* _WORKING DATA_
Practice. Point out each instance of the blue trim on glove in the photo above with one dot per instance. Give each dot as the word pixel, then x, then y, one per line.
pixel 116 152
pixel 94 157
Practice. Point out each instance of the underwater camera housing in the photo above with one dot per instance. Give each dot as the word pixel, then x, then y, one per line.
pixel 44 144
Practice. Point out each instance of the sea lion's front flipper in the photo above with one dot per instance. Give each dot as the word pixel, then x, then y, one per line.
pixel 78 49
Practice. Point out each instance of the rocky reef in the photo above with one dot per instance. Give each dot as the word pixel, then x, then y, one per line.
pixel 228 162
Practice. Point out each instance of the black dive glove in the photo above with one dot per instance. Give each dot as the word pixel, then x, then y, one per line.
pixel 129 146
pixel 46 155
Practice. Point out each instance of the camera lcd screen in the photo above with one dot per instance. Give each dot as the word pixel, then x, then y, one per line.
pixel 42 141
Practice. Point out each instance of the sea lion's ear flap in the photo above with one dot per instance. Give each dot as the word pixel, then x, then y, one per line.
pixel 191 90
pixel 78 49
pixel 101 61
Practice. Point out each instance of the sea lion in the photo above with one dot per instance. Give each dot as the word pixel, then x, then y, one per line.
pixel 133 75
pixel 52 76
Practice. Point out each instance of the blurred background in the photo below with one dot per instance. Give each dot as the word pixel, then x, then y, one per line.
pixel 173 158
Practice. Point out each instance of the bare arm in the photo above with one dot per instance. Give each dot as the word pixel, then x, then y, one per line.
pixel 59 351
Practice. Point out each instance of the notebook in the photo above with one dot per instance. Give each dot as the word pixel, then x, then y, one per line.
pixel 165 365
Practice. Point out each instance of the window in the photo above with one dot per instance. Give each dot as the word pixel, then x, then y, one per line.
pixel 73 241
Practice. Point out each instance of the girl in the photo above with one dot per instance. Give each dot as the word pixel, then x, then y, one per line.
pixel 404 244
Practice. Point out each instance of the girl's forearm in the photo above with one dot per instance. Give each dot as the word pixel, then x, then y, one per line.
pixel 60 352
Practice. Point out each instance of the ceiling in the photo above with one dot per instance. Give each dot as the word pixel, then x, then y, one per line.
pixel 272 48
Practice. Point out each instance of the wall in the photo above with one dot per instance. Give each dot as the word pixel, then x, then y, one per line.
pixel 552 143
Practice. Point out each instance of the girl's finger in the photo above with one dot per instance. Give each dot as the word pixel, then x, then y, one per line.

* _INSTRUCTIONS FOR THE TASK_
Write out exactly those lines of the records above that lie from the one with "Practice. Point out each instance of the girl in" through the last line, including both.

* _SOLUTION FOR THIS EXERCISE_
Practice. Point out each instance of the girl in the photo above with one dot per instance. Give each dot as the word pixel, then x, then y, one per line.
pixel 404 244
Practice. Point out each instance of the girl's forearm in the photo above with one dot per instance. Give each dot as the word pixel, then x, then y, one per line.
pixel 60 352
Practice. Point out each instance of the ceiling in the photo above with one dot per instance. Give each dot as the word pixel, then x, then y, one per line.
pixel 272 48
Practice. Point out each instance of the wall in the photo above with one dot per instance. Give each dot as the word pixel, then x, then y, one per line.
pixel 552 143
Practice. Point out each instance of the girl's finger in the photo above with one dot per instance. Give each dot as the word pixel, then x, then y, one per line.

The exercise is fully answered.